Directions: Lay out the records below as a two-column CSV with columns input and output. Cover everything from the line containing "Do you think you could find the tree in" down to and including the line containing "[646,0,1024,612]", with one row per record: its text under input and its answer under output, each in a single quoted field with line breaks replaced by spaces.

--- BEGIN Exercise material ---

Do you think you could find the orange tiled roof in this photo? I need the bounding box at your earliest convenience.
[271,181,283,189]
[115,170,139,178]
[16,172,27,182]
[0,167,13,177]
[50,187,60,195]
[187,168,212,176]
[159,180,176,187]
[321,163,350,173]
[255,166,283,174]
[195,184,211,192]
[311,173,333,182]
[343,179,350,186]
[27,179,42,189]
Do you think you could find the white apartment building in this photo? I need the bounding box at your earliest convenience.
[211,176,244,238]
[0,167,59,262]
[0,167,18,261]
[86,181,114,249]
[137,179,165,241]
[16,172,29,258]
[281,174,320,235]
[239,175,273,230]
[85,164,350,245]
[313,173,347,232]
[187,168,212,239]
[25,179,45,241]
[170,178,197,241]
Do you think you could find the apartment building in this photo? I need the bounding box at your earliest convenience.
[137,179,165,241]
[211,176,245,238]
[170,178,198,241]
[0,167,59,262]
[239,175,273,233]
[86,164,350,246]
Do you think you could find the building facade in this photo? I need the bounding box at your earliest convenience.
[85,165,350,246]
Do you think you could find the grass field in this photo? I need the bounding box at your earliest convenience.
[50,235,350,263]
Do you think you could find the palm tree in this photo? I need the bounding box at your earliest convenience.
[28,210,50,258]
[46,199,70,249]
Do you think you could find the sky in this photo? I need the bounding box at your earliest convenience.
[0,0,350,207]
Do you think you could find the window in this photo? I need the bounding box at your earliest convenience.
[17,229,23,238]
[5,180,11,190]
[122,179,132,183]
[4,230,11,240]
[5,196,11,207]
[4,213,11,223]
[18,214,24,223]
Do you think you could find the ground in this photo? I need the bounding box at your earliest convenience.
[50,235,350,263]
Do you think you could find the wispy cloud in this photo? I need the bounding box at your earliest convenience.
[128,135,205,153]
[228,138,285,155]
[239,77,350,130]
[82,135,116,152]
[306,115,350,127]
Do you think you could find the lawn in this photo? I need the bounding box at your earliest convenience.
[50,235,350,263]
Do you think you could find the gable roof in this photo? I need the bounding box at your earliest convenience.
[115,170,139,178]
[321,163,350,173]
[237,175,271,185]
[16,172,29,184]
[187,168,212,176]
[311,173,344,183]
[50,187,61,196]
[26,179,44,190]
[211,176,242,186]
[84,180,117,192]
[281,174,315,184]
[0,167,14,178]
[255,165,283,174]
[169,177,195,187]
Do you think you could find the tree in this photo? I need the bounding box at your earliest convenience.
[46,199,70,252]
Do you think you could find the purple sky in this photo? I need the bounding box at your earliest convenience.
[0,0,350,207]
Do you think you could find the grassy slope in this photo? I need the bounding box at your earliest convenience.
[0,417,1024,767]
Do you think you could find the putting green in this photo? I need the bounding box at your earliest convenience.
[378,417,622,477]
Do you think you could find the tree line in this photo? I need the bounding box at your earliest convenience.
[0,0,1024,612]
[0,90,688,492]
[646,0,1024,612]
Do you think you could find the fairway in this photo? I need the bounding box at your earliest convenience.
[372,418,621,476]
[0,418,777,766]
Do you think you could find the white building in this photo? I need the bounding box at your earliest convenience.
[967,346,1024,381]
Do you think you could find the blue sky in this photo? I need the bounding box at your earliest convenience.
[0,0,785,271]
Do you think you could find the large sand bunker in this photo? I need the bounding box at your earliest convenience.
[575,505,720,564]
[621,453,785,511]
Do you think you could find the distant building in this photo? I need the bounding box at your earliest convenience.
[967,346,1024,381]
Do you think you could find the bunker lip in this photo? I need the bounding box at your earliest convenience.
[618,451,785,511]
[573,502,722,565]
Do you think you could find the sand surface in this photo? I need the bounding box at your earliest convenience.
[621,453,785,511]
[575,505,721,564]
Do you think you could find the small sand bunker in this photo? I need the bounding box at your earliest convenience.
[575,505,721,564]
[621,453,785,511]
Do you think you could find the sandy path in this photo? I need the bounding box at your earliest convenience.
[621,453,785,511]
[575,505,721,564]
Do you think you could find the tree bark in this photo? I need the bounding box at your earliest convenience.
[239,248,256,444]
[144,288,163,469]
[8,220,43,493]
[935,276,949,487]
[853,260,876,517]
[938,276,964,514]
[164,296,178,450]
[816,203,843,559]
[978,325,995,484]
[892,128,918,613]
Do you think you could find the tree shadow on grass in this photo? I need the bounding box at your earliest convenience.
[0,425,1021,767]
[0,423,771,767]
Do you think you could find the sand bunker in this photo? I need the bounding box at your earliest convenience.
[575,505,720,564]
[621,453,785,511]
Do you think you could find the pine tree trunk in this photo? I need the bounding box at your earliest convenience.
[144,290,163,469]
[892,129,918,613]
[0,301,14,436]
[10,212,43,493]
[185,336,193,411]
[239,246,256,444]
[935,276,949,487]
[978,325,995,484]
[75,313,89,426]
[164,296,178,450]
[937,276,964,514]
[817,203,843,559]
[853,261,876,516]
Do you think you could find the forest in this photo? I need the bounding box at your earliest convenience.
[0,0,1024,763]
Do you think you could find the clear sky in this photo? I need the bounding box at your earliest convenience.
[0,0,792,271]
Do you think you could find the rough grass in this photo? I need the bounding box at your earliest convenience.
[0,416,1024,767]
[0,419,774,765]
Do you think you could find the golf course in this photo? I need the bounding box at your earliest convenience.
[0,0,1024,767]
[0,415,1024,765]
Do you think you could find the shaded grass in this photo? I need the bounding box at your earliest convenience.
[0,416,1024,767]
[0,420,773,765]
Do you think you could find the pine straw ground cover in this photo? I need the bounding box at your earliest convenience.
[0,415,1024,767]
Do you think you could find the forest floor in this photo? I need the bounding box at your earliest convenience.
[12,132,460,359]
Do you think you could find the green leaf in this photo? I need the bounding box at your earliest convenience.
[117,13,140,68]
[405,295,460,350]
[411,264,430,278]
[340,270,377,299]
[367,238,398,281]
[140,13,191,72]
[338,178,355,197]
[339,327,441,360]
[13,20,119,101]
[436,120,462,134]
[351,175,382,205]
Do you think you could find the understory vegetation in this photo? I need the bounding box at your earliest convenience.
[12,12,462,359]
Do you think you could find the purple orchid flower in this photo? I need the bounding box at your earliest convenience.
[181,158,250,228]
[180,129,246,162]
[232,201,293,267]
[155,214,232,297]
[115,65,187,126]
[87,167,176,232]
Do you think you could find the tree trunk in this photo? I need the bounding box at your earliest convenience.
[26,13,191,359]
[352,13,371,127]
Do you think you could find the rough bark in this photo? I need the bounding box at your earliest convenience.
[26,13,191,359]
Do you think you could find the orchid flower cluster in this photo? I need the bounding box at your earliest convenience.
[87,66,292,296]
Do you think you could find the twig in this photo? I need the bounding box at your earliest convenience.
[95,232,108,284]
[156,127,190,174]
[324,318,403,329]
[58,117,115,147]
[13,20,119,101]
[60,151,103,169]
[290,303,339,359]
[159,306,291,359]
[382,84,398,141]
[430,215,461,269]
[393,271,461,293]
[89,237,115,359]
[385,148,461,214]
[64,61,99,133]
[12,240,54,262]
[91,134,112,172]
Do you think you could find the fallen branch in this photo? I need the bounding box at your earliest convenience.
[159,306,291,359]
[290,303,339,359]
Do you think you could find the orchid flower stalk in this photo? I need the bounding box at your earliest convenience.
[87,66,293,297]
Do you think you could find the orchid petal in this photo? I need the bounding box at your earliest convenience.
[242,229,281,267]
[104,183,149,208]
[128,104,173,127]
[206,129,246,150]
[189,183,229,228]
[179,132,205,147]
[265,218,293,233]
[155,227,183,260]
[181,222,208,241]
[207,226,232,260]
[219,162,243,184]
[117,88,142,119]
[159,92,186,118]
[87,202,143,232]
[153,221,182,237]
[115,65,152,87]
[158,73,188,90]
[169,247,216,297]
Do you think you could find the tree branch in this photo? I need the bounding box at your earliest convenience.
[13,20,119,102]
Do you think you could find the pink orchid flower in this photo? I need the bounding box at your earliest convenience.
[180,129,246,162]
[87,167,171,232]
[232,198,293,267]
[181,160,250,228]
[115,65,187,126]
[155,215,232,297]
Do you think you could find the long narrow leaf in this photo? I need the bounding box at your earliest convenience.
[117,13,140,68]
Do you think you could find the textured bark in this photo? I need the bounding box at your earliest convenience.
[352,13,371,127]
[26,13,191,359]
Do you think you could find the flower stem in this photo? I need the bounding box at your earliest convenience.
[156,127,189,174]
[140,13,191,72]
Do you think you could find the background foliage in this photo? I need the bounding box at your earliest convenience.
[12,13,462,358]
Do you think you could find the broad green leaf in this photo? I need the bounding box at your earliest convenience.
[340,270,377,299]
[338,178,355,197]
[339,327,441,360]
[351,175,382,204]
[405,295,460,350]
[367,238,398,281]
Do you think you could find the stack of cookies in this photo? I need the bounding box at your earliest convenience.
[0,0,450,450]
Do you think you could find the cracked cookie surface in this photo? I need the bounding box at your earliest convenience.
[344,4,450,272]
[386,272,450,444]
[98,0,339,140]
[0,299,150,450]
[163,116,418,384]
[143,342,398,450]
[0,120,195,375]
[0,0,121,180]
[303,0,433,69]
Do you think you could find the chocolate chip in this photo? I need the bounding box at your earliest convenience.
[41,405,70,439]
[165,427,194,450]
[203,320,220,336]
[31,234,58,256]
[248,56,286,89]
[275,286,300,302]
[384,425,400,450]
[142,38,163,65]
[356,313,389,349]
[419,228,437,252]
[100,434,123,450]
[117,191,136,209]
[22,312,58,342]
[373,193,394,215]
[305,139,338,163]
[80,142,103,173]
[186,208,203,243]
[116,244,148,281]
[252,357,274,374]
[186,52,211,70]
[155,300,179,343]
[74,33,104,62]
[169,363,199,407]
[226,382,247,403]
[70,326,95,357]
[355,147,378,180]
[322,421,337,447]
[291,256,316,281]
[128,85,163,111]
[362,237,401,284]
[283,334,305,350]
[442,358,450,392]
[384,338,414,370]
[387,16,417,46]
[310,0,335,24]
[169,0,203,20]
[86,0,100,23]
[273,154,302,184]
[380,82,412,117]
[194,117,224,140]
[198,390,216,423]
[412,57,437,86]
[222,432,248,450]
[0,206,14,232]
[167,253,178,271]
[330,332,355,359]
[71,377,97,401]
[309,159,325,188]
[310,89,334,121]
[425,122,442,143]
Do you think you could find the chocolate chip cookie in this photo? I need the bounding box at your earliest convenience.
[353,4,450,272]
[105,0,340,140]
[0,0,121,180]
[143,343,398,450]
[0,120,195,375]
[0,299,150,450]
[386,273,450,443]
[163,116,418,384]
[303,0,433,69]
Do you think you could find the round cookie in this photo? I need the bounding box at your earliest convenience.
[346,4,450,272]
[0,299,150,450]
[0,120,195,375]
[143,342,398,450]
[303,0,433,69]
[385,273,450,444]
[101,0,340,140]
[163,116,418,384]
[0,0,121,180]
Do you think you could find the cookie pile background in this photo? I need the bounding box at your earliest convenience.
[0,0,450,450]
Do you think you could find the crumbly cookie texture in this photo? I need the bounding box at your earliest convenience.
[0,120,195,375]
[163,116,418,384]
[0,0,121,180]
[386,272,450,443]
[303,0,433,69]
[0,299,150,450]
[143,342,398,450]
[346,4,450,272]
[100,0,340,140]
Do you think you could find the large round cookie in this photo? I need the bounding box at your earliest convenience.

--- END Exercise material ---

Written answer:
input,output
"Do you think you could find the tree in this photo? I need the bounding box at your earliest convenience.","[46,199,70,252]"
"Do you think you could find the purple sky in this photo? I need the bounding box at your earliest convenience.","[0,0,350,207]"
"Do you think you could find the grassy slope in this photo? I need the bounding box at your earliest convenience.","[0,417,1024,767]"
"Do you think you could find the putting green in this photo? I need the bounding box at your earliest convenience.","[378,417,622,477]"
"Do you think you could find the tree line in this photo? I need the bounding box at your earliest convenience.","[0,0,1024,612] [0,90,688,492] [646,0,1024,612]"